- _DOCUMENT SEGMENT_:
# Your Name



## qwertyportne (Oct 4, 2014)

This white hair and Choctaw chin
don't make me a chip off the old block.

But I could have used a piece of you
when the chips were down
and I was out of aces.

You cloned and collared me 
to place your bets
and play your hand.

But I’ve got my own cards now
and they won't be 
fuel for your feeble fire,
wind for your weary wings, 
nor saddled to carry you one more step 
down that long, dark tunnel.

Your name might have fit like an old shoe,
but you stuffed a sock in my soup,
then served the cookbook as the meal.

The last time you closed that heavy door,
turned out your light,
one of the lights in me went out...

but another light came on.


----------



## wainscottbl (Oct 4, 2014)

> collared me



Is this a technical term meaning, viz: 


> 19.      to lay hold of, seize, or take.



Like taking your money in the cards. Sorry I was not familiar with it. 



> Your name might have fit like an old shoe,
> but you stuffed a sock in my soup,
> then served the cookbook as the meal.



That made me smile. I like that metaphor, even though I only half understand what is going on. :witless:

Well written in terms of metre and pithy. I'm only half sure of what is going on but that may or may not be a bad thing. Cards obviously and it seems to me some friend was not there when you had a bad game to help you? Maybe I am just dull. And since this may be personal it does not necessarily have to be perfectly understood by the reader. I'll leave it to other readers to say if they concur with me. You know, "Poem from Quebec-Whiskey-Echo-Romeo-Tango: Poem is good but unclear. The poem is authentic." So do others incur? :icon_cheesygrin:


----------



## Firemajic (Oct 4, 2014)

When you wrote your beautiful poem "Back seat" , I became a fan of your poetry,This one is no exception...You have some beautiful lines and intriguing wordplay. I do not understand all the complexity of this,and that's ok with me. Would I love to know? Oh yes! But still--Very nice.  Thanks for sharing,    Peace...Jul


----------



## Cran (Oct 4, 2014)

Despite the sense of a serious internal message, you had fun with this one, didn't you? 

With the interleaved and overlaid mixed metaphors and tangled sayings (playing with cliches), it's not easy at the last to decide if you are addressing a person or an idea like an addiction. Perhaps it is a little of both?

- _GIVEN DATA_:
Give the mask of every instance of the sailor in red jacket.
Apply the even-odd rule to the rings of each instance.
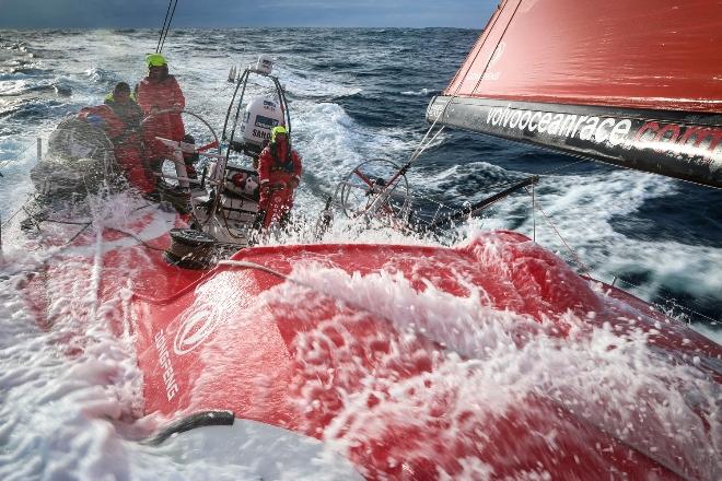
[[[283,226],[293,207],[293,191],[301,180],[301,157],[291,149],[288,130],[273,127],[271,141],[258,157],[260,184],[259,223],[268,227],[272,222]]]
[[[172,153],[155,138],[183,140],[185,127],[180,112],[186,106],[186,99],[175,77],[168,74],[168,64],[162,55],[151,54],[145,57],[145,61],[148,77],[138,84],[137,101],[145,116],[145,160],[151,167],[160,168],[162,160],[170,157]]]
[[[142,114],[130,97],[130,86],[119,82],[112,94],[105,97],[105,104],[85,107],[78,118],[102,129],[113,143],[113,153],[118,165],[133,187],[142,192],[155,188],[154,179],[147,173],[140,156],[140,119]]]

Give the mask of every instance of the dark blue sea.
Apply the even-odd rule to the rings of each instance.
[[[173,31],[164,52],[188,108],[218,129],[231,98],[230,67],[245,67],[259,54],[273,58],[304,159],[301,203],[314,215],[357,164],[408,159],[429,127],[429,101],[477,35],[453,28],[189,30]],[[35,139],[81,107],[101,103],[116,82],[139,81],[144,54],[156,40],[154,31],[0,32],[3,219],[32,190]],[[531,174],[543,175],[535,192],[539,206],[599,280],[616,277],[637,295],[668,308],[689,307],[709,324],[722,318],[719,190],[450,130],[408,177],[414,193],[458,207]],[[485,212],[484,225],[528,235],[529,206],[528,195],[514,196]],[[548,224],[538,220],[536,227],[537,241],[572,259]]]
[[[290,104],[294,145],[304,164],[296,210],[315,222],[337,183],[358,164],[369,160],[403,164],[412,154],[429,129],[424,120],[429,102],[447,85],[478,34],[453,28],[174,30],[163,54],[185,93],[186,108],[218,131],[232,94],[229,69],[255,63],[259,54],[273,59],[273,73]],[[101,104],[118,81],[131,85],[140,81],[145,74],[144,56],[156,42],[158,32],[145,30],[0,31],[3,223],[34,191],[30,171],[36,163],[36,139],[46,145],[61,119]],[[264,94],[263,87],[254,93]],[[190,122],[188,129],[203,136],[201,126]],[[577,270],[589,268],[601,281],[615,280],[617,286],[659,304],[719,342],[722,191],[449,129],[411,166],[407,178],[419,208],[429,214],[439,206],[434,202],[458,208],[534,174],[542,176],[534,189],[540,210],[532,209],[528,192],[519,192],[485,211],[471,227],[457,226],[439,241],[453,244],[469,228],[519,231]],[[415,242],[412,234],[407,239],[399,234],[395,241]],[[9,242],[3,239],[5,250]],[[108,417],[113,414],[106,411],[130,410],[125,399],[137,398],[133,386],[101,387],[96,379],[121,378],[132,371],[132,363],[109,350],[85,366],[86,372],[71,367],[69,374],[63,363],[35,344],[39,341],[24,327],[27,316],[22,303],[4,295],[0,294],[0,336],[8,341],[0,348],[3,363],[13,367],[3,365],[5,374],[0,373],[0,446],[12,448],[0,447],[0,478],[100,479],[94,476],[110,472],[113,479],[151,479],[151,473],[156,473],[155,479],[241,479],[247,474],[208,467],[201,460],[182,469],[182,461],[168,465],[165,459],[163,466],[173,470],[160,469],[156,454],[128,445],[123,432],[103,431],[78,413],[77,402]],[[534,362],[523,365],[527,364]],[[67,386],[84,377],[95,380],[78,391],[78,399],[57,390],[67,388],[75,396]],[[97,395],[103,389],[103,396]],[[36,402],[38,396],[45,400]],[[119,399],[118,406],[103,404],[108,396]],[[35,413],[25,412],[23,406]],[[37,427],[43,424],[23,432],[27,420],[37,421],[36,413],[58,432],[44,433]],[[719,426],[719,420],[711,421]],[[63,433],[72,443],[58,441]],[[62,458],[66,465],[54,465],[54,456],[65,453],[74,455]],[[255,471],[249,472],[253,479]]]

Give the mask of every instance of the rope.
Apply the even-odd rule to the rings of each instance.
[[[656,295],[656,296],[657,296],[659,298],[661,298],[662,301],[672,304],[674,307],[678,307],[680,310],[683,310],[683,312],[685,312],[685,313],[691,313],[691,314],[694,314],[695,316],[698,316],[698,317],[701,317],[701,318],[703,318],[703,319],[707,319],[707,320],[709,320],[713,326],[717,325],[717,324],[719,322],[719,320],[713,319],[713,318],[711,318],[711,317],[709,317],[709,316],[707,316],[707,315],[704,315],[704,314],[702,314],[702,313],[699,313],[699,312],[692,309],[691,307],[683,306],[682,304],[677,303],[677,300],[675,300],[675,298],[672,298],[672,297],[665,297],[665,296],[663,296],[663,295],[659,295],[659,294],[657,294],[654,290],[652,290],[651,288],[643,288],[643,286],[641,286],[641,285],[639,285],[639,284],[634,284],[634,283],[632,283],[632,282],[629,282],[629,281],[627,281],[627,280],[625,280],[625,279],[622,279],[622,278],[616,278],[616,279],[617,279],[617,281],[619,281],[619,282],[621,282],[621,283],[624,283],[624,284],[627,284],[627,285],[630,286],[630,288],[634,288],[634,289],[637,289],[637,290],[643,291],[643,292],[645,292],[647,294],[653,294],[653,295]],[[625,292],[626,292],[626,291],[625,291]],[[709,298],[709,297],[708,297],[708,298]],[[657,306],[660,306],[659,303],[655,303],[655,304],[656,304]]]
[[[163,51],[163,46],[165,45],[165,39],[167,38],[168,32],[171,31],[171,22],[173,21],[173,15],[175,14],[175,8],[177,4],[178,0],[168,0],[168,8],[165,11],[163,27],[161,28],[161,34],[158,38],[158,45],[155,46],[156,54]],[[173,5],[173,9],[171,9],[171,5]]]
[[[527,190],[528,190],[528,188],[527,188]],[[554,224],[554,222],[551,222],[551,219],[547,215],[546,212],[544,212],[544,209],[542,209],[542,206],[539,206],[539,203],[536,201],[536,199],[535,199],[534,197],[532,197],[532,201],[533,201],[533,206],[534,206],[534,208],[535,208],[535,209],[538,209],[539,212],[542,212],[542,215],[544,215],[544,218],[546,219],[547,223],[549,224],[549,226],[551,226],[551,228],[552,228],[554,232],[557,234],[557,236],[559,237],[559,239],[561,241],[561,243],[564,245],[564,247],[567,247],[567,249],[569,249],[569,251],[571,253],[572,257],[574,258],[574,261],[575,261],[575,262],[582,268],[582,271],[583,271],[587,277],[591,278],[591,277],[592,277],[592,274],[591,274],[591,269],[590,269],[584,262],[582,262],[582,259],[577,255],[577,253],[574,251],[574,249],[572,249],[571,246],[567,243],[567,241],[566,241],[564,237],[561,235],[561,233],[560,233],[559,230],[557,228],[557,226]],[[536,227],[535,227],[535,228],[536,228]],[[536,236],[536,234],[535,234],[535,236]]]
[[[151,245],[148,244],[144,239],[138,237],[138,236],[137,236],[136,234],[133,234],[133,233],[126,232],[126,231],[121,231],[121,230],[119,230],[119,228],[115,228],[115,227],[107,227],[107,226],[105,226],[104,228],[107,228],[108,231],[117,232],[118,234],[127,235],[128,237],[131,237],[131,238],[138,241],[140,244],[143,245],[143,247],[145,247],[145,248],[148,248],[148,249],[156,250],[156,251],[159,251],[159,253],[164,253],[164,251],[165,251],[165,249],[160,249],[160,248],[158,248],[158,247],[153,247],[153,246],[151,246]]]
[[[499,44],[504,38],[504,34],[506,33],[506,30],[509,28],[509,25],[511,25],[512,21],[514,20],[514,16],[516,15],[516,11],[519,10],[519,7],[520,7],[521,3],[522,2],[520,1],[516,4],[516,8],[514,9],[514,12],[512,13],[511,17],[509,19],[509,22],[506,23],[506,26],[504,27],[503,33],[499,37],[499,40],[497,42],[497,45],[494,46],[493,51],[496,51],[497,48],[499,48]],[[494,16],[494,20],[493,20],[491,26],[487,30],[488,32],[491,32],[493,30],[493,26],[497,24],[497,21],[499,20],[500,16],[501,16],[501,13],[499,13],[497,16]],[[488,34],[484,36],[484,40],[481,42],[481,45],[479,46],[479,48],[476,50],[476,54],[474,56],[474,59],[471,60],[471,63],[474,63],[476,61],[476,59],[478,58],[478,56],[481,52],[481,50],[484,49],[484,45],[486,44],[488,38],[489,38]],[[484,72],[486,72],[487,68],[489,67],[489,63],[491,62],[492,57],[493,57],[493,54],[489,57],[489,60],[487,60],[487,64],[484,68]],[[458,74],[458,72],[457,72],[457,74]],[[464,74],[464,78],[458,82],[458,85],[456,85],[456,90],[454,90],[454,93],[451,95],[449,102],[446,102],[446,105],[444,105],[444,108],[441,112],[441,114],[439,114],[436,116],[436,118],[433,120],[433,122],[431,124],[431,127],[429,127],[426,134],[423,136],[423,138],[419,142],[419,145],[416,148],[416,150],[411,153],[409,159],[406,161],[406,164],[401,167],[403,173],[406,173],[406,171],[409,168],[409,166],[421,155],[421,153],[423,153],[423,151],[426,151],[428,149],[429,145],[431,145],[431,143],[434,141],[434,139],[436,137],[439,137],[439,134],[444,130],[445,126],[442,126],[441,129],[439,129],[439,131],[434,136],[432,136],[431,140],[429,140],[427,142],[427,139],[429,138],[429,134],[431,133],[433,128],[436,126],[436,122],[439,122],[439,120],[444,116],[444,114],[446,114],[446,109],[449,109],[449,106],[452,104],[454,98],[456,98],[456,95],[458,94],[458,91],[462,89],[462,85],[464,84],[464,81],[466,80],[467,75],[468,75],[468,70]],[[479,77],[479,80],[474,85],[474,89],[471,90],[471,92],[476,91],[476,89],[481,83],[482,79],[484,79],[484,73]],[[456,80],[456,77],[454,77],[454,80]],[[454,80],[452,80],[452,83],[453,83]],[[396,185],[394,185],[394,184],[395,183],[391,183],[388,186],[386,186],[383,189],[383,191],[380,192],[380,195],[376,197],[376,199],[385,199],[387,197],[387,192],[388,192],[388,195],[393,193],[393,191],[396,189]],[[366,211],[369,211],[369,210],[374,211],[376,209],[376,203],[377,203],[377,201],[372,202],[372,204],[369,207],[369,209],[366,209]]]

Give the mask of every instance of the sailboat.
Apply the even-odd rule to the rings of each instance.
[[[657,20],[686,25],[689,4]],[[555,73],[581,62],[569,48],[591,42],[590,25],[612,28],[630,11],[659,9],[651,1],[609,2],[603,11],[571,0],[502,1],[445,94],[432,101],[429,120],[720,187],[712,124],[719,93],[711,86],[695,99],[680,94],[684,82],[666,97],[641,95],[639,84],[595,94],[591,80],[598,79],[580,79],[583,64],[577,75]],[[593,58],[615,32],[626,30],[594,36]],[[706,32],[712,45],[720,30]],[[543,68],[545,56],[528,57],[519,47],[528,35],[535,42],[524,42],[527,49],[544,48],[559,63]],[[650,55],[662,61],[665,51],[678,59],[680,50]],[[538,75],[548,70],[548,82],[521,70],[512,81],[505,62]],[[674,84],[672,70],[665,82]],[[642,83],[638,73],[628,79]],[[667,109],[656,113],[660,105]],[[364,211],[405,210],[393,198],[400,176],[358,177],[371,192]],[[170,420],[145,443],[179,459],[263,456],[273,479],[314,471],[335,479],[722,474],[720,347],[578,274],[522,234],[484,233],[450,248],[253,247],[188,269],[166,256],[171,231],[188,227],[183,218],[133,203],[100,215],[114,216],[116,226],[98,222],[59,246],[28,279],[28,304],[51,329],[69,308],[49,297],[54,292],[72,284],[91,293],[73,301],[83,314],[79,332],[83,318],[102,318],[133,343],[142,412]]]

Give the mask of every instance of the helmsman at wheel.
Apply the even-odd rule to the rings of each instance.
[[[284,226],[293,207],[293,192],[301,181],[301,156],[291,149],[283,126],[273,127],[270,143],[258,157],[258,223],[263,227],[273,222]]]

- _DIRECTIONS_:
**1.** Convert the listing, starting at the line containing "Give the mask of every instance of the helmsman" and ending at its last line, into a Markdown table with the columns Row and Line. Skip blank lines.
**2.** Carry on the forum thread discussing the poem from the point where it stops.

- _EXERCISE RESULTS_:
**1.**
| Row | Line |
|---|---|
| 1 | Give the mask of every instance of the helmsman at wheel. |
| 2 | Apply the even-odd rule to the rings of each instance. |
| 3 | [[[284,226],[293,207],[293,192],[301,181],[301,156],[291,149],[283,126],[273,127],[270,143],[258,157],[258,223],[263,227],[273,222]]] |

**2.**
Certainly, nothing jumped out and screamed, "typo!", "nit!",or "grammar alert!". 

Well done.


----------



## Kevin (Oct 4, 2014)

A rejection of dysfunctional legacy; the 'name' would imply paternal.  No real specifics, but the gist is universal, at least to those of similar ilk.


----------



## escorial (Oct 5, 2014)

one of those pieces were i can detect a bit of fun between the lines..liked


----------



## qwertyportne (Oct 5, 2014)

Thanks for the feedback, everyone. As usual, informed and enlightening.

My intention was to convey my thoughts and feelings figuratively, not literally. But yes, it could be, perhaps should be, a bit more lucid. There were a few images that were literal, such as "white hair" and "Choctaw chin" which refer to ways in which I was physically similar to my father. He was born in Oklahoma. As some of you may know, the Choctaw were moved from Missouri to the "red" state.

So Kevin had it right. A rant about my father who was about as accessible as a brick wall. Always a father but never a dad. Hence the door being closed and the light being off.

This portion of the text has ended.